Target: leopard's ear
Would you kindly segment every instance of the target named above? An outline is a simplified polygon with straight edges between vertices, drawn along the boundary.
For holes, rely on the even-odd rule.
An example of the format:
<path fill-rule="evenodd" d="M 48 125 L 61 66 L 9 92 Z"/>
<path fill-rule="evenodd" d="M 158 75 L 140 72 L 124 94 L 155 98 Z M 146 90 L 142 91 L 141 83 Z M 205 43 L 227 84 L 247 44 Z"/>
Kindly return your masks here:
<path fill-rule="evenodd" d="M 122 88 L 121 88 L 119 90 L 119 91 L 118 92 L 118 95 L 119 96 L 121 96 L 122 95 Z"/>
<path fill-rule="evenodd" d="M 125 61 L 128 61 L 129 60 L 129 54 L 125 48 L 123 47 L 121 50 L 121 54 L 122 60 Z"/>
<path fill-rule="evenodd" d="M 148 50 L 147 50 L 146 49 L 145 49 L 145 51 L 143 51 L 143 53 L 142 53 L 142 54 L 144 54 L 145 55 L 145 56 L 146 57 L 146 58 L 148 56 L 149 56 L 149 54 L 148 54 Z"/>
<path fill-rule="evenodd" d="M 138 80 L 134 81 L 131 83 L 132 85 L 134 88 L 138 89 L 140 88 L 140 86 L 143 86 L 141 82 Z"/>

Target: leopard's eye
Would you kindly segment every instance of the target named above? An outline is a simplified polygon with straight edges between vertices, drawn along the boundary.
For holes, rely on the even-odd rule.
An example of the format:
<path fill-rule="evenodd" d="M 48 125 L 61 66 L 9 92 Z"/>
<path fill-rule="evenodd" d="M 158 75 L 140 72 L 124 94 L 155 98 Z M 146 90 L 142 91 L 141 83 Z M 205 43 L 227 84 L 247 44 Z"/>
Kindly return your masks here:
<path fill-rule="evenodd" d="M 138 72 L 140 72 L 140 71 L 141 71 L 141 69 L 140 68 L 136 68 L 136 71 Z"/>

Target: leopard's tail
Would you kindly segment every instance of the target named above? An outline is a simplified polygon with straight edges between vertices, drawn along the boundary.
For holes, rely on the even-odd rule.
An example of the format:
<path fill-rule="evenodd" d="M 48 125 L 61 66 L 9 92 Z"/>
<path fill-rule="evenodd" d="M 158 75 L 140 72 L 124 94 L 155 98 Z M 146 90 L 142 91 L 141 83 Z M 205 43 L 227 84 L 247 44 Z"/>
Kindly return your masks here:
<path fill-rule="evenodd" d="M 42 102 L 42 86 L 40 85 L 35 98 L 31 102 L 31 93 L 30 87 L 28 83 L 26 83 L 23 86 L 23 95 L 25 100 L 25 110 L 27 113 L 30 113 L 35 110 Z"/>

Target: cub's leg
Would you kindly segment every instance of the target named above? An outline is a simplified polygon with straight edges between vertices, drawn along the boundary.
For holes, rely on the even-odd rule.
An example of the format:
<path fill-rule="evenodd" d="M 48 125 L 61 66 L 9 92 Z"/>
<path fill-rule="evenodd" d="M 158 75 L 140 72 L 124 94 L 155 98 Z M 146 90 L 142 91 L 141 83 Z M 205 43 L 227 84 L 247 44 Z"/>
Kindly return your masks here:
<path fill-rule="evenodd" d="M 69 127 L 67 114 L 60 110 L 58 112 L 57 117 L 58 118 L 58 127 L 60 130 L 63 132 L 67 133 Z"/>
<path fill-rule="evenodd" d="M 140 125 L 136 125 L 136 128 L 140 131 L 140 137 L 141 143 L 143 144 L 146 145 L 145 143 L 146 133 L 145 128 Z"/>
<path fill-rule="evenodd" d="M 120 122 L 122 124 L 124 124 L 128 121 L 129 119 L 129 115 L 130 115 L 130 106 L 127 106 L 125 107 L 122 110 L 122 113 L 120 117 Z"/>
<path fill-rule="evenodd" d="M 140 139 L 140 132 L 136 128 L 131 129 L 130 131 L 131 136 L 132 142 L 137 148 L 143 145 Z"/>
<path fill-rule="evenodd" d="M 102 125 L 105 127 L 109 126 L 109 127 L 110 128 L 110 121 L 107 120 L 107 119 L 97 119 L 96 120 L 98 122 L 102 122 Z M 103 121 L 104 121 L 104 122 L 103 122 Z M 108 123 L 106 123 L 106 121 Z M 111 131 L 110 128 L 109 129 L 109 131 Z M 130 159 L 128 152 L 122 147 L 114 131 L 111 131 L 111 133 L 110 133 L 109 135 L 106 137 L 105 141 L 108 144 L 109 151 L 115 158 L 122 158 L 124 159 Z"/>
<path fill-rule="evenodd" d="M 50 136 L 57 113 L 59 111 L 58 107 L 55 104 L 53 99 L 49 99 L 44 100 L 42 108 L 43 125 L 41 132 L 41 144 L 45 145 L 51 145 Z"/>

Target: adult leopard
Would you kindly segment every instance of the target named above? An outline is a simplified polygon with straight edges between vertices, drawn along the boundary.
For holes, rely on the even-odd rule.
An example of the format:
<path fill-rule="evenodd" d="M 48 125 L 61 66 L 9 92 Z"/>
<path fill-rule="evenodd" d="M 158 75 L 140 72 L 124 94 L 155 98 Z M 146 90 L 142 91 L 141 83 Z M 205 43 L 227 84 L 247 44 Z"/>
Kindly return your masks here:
____________________
WHAT YOU SHOULD DO:
Render all of the entries above as a JSON list of strings, with one string per line and blank lines omitted.

TASK ANSWER:
[
  "Target: leopard's ear",
  "Would you kindly segment every instance of the target named above? An outline is a simplified polygon with straight edges between vertices, drawn along the boundary.",
  "For holes, rely on the even-odd rule.",
  "An example of the format:",
  "<path fill-rule=\"evenodd\" d=\"M 48 125 L 61 66 L 9 92 Z\"/>",
  "<path fill-rule=\"evenodd\" d=\"M 158 75 L 140 72 L 124 94 L 155 98 Z M 146 90 L 142 91 L 141 83 Z M 205 43 L 227 84 L 247 44 Z\"/>",
  "Kindly return your masks here:",
  "<path fill-rule=\"evenodd\" d=\"M 122 88 L 121 88 L 119 90 L 119 91 L 118 92 L 118 95 L 119 96 L 121 96 L 122 95 Z\"/>",
  "<path fill-rule=\"evenodd\" d=\"M 125 61 L 128 61 L 129 60 L 129 54 L 125 48 L 123 47 L 121 50 L 121 54 L 122 60 Z\"/>",
  "<path fill-rule=\"evenodd\" d=\"M 148 50 L 147 50 L 146 49 L 145 49 L 145 51 L 143 51 L 143 53 L 142 53 L 142 54 L 144 54 L 145 55 L 145 56 L 146 57 L 146 58 L 148 56 L 149 56 L 149 54 L 148 54 Z\"/>",
  "<path fill-rule=\"evenodd\" d=\"M 138 80 L 134 81 L 131 83 L 132 85 L 134 88 L 138 89 L 140 88 L 140 86 L 143 86 L 141 82 Z\"/>",
  "Target: leopard's eye",
  "Would you kindly segment every instance of the target named above? An outline is a simplified polygon with straight edges between vertices, drawn along the boundary.",
  "For holes, rely on the even-odd rule.",
  "An example of the format:",
  "<path fill-rule=\"evenodd\" d=\"M 48 125 L 61 66 L 9 92 Z\"/>",
  "<path fill-rule=\"evenodd\" d=\"M 158 75 L 140 72 L 124 94 L 155 98 Z M 146 90 L 142 91 L 141 83 Z M 205 43 L 227 84 L 247 44 Z\"/>",
  "Kindly return your masks here:",
  "<path fill-rule=\"evenodd\" d=\"M 138 72 L 140 72 L 140 71 L 141 71 L 141 69 L 140 68 L 136 68 L 136 71 Z\"/>",
  "Target: leopard's tail",
  "Would you kindly segment every instance of the target named above? An outline is a simplified polygon with straight edges between vertices, drawn along the boundary.",
  "For holes, rely on the even-odd rule.",
  "An example of the format:",
  "<path fill-rule=\"evenodd\" d=\"M 48 125 L 61 66 L 9 92 Z\"/>",
  "<path fill-rule=\"evenodd\" d=\"M 158 75 L 140 72 L 124 94 L 155 98 Z M 146 90 L 142 91 L 141 83 Z M 205 43 L 227 84 L 247 44 Z\"/>",
  "Kindly return your masks here:",
  "<path fill-rule=\"evenodd\" d=\"M 42 102 L 42 86 L 40 85 L 35 98 L 31 102 L 31 93 L 30 87 L 28 83 L 26 83 L 23 86 L 23 95 L 25 100 L 25 110 L 27 113 L 30 113 L 35 110 Z\"/>",
  "Target: cub's leg",
  "Would you kindly segment every instance of the target named above? An outline is a simplified polygon with straight edges between vertices, drawn along the boundary.",
  "For holes, rely on the even-odd rule.",
  "An example of the format:",
  "<path fill-rule=\"evenodd\" d=\"M 48 125 L 61 66 L 9 92 Z\"/>",
  "<path fill-rule=\"evenodd\" d=\"M 158 75 L 140 72 L 124 94 L 155 98 Z M 146 90 L 142 91 L 141 83 Z M 205 43 L 227 84 L 247 44 Z\"/>",
  "Kindly return your masks here:",
  "<path fill-rule=\"evenodd\" d=\"M 69 127 L 67 114 L 60 110 L 58 112 L 57 117 L 58 118 L 58 127 L 60 130 L 63 132 L 67 133 Z\"/>",
  "<path fill-rule=\"evenodd\" d=\"M 140 125 L 136 125 L 136 128 L 140 131 L 140 137 L 141 143 L 143 144 L 146 145 L 145 143 L 146 133 L 145 128 Z\"/>",
  "<path fill-rule=\"evenodd\" d=\"M 120 122 L 122 124 L 124 124 L 128 121 L 129 119 L 129 115 L 130 115 L 130 106 L 127 106 L 125 107 L 122 110 L 122 113 L 120 117 Z\"/>",
  "<path fill-rule=\"evenodd\" d=\"M 140 139 L 140 132 L 136 128 L 131 129 L 130 131 L 131 136 L 132 142 L 137 148 L 143 145 Z\"/>",
  "<path fill-rule=\"evenodd\" d=\"M 102 125 L 105 127 L 109 126 L 109 127 L 110 128 L 110 121 L 107 120 L 107 119 L 97 119 L 96 120 L 98 122 L 102 122 Z M 103 121 L 104 121 L 104 122 L 103 122 Z M 108 123 L 106 123 L 106 121 Z M 111 131 L 110 128 L 109 129 L 109 131 Z M 130 159 L 128 152 L 122 147 L 114 131 L 111 131 L 111 133 L 110 133 L 109 135 L 106 137 L 105 141 L 108 144 L 109 151 L 115 158 L 122 158 L 124 159 Z\"/>",
  "<path fill-rule=\"evenodd\" d=\"M 50 136 L 57 113 L 59 111 L 58 107 L 55 104 L 53 99 L 49 99 L 44 100 L 42 108 L 43 125 L 41 132 L 41 144 L 45 145 L 51 145 Z\"/>",
  "Target: adult leopard",
  "Would you kindly segment every instance of the target named above? An outline is a simplified polygon with straight edges between vertices, drawn along the boundary.",
  "For holes, rely on the even-odd rule.",
  "An example of the format:",
  "<path fill-rule=\"evenodd\" d=\"M 48 125 L 61 66 L 9 92 Z\"/>",
  "<path fill-rule=\"evenodd\" d=\"M 158 75 L 140 72 L 124 94 L 155 98 Z M 146 90 L 142 91 L 141 83 Z M 205 43 L 227 84 L 247 44 Z\"/>",
  "Kindly return your masks here:"
]